练习说明:
把记录从开头起、一直到含有“[373,254,460,376]”的那一行（含该行）排成编号列表，空行不列入。

(检测数据集节选)
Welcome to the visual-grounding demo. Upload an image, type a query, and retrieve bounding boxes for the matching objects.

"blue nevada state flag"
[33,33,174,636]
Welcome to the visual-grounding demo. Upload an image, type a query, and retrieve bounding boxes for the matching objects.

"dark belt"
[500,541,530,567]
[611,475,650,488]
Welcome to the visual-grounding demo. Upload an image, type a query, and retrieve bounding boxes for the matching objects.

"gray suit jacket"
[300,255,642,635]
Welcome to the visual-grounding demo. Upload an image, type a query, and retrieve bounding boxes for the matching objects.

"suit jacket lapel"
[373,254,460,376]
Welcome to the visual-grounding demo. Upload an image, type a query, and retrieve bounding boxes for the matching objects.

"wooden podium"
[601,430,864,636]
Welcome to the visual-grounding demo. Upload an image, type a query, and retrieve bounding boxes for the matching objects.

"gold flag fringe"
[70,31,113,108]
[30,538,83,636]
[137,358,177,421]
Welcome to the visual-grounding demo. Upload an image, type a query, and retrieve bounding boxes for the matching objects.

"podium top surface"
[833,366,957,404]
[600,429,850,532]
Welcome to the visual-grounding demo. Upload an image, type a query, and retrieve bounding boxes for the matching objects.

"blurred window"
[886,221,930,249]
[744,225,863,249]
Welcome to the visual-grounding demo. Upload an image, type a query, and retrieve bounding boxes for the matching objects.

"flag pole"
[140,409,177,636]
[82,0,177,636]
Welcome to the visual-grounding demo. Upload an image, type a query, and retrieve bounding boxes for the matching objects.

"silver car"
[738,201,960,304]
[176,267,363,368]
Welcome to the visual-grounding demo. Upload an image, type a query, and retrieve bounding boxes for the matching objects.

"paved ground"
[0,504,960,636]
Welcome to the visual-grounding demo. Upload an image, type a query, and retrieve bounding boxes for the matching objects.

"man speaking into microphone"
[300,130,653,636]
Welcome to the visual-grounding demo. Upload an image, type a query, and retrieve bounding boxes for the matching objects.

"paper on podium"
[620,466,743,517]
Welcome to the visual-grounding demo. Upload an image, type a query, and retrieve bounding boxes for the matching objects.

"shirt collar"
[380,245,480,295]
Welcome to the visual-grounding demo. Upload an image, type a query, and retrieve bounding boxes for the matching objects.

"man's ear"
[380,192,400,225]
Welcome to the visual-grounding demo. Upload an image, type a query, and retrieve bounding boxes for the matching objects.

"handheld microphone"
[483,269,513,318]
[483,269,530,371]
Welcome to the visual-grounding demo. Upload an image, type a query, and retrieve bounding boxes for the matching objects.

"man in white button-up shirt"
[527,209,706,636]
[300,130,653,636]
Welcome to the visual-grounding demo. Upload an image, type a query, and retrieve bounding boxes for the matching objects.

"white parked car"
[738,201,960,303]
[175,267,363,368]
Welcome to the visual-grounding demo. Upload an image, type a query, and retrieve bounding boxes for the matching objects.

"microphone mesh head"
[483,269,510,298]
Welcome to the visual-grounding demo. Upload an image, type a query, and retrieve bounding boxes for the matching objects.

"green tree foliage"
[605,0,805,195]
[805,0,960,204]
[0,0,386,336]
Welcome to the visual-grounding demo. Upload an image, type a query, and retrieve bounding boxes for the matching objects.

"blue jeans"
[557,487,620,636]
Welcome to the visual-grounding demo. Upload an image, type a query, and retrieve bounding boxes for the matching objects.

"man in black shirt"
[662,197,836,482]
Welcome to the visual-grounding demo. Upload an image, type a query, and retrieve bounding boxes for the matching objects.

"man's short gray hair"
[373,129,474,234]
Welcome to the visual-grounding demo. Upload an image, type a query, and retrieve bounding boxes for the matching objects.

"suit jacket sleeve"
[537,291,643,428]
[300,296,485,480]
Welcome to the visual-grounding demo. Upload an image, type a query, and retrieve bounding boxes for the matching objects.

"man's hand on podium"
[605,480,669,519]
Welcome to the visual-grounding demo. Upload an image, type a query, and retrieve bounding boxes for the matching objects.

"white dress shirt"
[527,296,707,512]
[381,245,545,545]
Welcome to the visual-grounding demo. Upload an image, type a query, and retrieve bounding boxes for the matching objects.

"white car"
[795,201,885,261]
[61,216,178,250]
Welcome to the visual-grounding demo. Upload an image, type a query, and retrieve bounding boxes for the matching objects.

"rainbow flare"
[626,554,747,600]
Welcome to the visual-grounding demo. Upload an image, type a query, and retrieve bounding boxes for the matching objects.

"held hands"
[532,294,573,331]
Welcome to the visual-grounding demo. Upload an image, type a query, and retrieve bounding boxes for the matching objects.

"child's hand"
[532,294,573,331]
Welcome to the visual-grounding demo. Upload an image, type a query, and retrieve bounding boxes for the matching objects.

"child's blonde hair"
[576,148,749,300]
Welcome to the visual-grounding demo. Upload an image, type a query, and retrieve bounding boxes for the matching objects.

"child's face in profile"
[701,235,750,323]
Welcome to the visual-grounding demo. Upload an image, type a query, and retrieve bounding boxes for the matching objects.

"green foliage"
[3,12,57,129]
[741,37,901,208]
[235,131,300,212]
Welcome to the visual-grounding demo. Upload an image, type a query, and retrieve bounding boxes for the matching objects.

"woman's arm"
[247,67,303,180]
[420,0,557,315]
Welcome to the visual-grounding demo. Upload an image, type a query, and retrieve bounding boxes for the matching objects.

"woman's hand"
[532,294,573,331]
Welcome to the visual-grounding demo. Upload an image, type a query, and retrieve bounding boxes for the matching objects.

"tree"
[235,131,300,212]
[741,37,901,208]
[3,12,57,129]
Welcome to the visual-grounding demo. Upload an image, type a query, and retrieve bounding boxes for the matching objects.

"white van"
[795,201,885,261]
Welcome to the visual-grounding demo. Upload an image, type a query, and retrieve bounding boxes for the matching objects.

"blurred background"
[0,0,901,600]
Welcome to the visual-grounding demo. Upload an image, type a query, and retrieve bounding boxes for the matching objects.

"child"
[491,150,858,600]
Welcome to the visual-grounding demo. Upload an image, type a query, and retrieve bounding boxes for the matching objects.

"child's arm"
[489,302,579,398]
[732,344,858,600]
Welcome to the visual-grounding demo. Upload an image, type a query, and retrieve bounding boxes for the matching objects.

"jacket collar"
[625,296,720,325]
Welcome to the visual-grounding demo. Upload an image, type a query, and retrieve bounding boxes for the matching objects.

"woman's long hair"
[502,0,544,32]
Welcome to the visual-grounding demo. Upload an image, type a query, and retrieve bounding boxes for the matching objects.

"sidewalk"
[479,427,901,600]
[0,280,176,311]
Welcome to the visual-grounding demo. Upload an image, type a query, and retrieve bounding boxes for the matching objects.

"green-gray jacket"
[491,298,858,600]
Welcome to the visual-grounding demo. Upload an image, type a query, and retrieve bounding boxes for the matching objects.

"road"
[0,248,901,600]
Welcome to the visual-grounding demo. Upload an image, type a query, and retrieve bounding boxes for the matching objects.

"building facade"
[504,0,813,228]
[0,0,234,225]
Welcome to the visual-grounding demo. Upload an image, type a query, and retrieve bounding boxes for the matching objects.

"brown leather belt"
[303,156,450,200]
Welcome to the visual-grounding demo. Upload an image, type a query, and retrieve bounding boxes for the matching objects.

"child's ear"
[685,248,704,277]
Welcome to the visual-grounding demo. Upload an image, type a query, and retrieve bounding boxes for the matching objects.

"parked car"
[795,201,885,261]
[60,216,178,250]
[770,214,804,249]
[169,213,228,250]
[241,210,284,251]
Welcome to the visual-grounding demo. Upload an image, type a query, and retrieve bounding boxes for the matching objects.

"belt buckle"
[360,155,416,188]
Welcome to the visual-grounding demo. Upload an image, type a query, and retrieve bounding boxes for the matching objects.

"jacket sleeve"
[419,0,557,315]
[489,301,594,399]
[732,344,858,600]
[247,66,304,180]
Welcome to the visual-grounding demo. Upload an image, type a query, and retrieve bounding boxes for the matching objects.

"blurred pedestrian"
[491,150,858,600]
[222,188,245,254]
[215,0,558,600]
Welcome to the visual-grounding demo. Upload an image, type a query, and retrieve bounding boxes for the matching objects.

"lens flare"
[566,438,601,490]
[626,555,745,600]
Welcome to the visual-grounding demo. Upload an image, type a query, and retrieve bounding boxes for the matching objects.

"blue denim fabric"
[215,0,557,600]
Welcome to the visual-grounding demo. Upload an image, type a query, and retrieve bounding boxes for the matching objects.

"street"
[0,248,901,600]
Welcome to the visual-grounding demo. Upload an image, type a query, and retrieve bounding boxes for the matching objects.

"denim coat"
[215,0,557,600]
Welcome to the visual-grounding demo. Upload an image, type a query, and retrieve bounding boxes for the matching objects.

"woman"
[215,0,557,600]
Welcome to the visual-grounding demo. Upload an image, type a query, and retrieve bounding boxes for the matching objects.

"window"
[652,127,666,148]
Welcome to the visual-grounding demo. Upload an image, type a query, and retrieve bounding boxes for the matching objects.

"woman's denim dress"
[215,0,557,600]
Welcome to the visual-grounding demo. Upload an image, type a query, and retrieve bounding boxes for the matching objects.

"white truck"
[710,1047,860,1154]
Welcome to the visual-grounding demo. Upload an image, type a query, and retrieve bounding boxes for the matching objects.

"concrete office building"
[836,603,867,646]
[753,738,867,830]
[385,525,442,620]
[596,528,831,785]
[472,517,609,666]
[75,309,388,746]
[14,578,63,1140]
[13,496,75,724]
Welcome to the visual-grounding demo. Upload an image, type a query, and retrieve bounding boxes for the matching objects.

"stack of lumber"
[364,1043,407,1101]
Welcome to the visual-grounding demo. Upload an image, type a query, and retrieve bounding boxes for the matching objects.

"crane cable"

参考解答:
1. Welcome to the visual-grounding demo. Upload an image, type a query, and retrieve bounding boxes for the matching objects.
2. "blue nevada state flag"
3. [33,33,174,636]
4. Welcome to the visual-grounding demo. Upload an image, type a query, and retrieve bounding boxes for the matching objects.
5. "dark belt"
6. [500,541,530,567]
7. [611,475,650,488]
8. Welcome to the visual-grounding demo. Upload an image, type a query, and retrieve bounding boxes for the matching objects.
9. "gray suit jacket"
10. [300,255,642,635]
11. Welcome to the visual-grounding demo. Upload an image, type a query, and retrieve bounding boxes for the matching objects.
12. "suit jacket lapel"
13. [373,254,460,376]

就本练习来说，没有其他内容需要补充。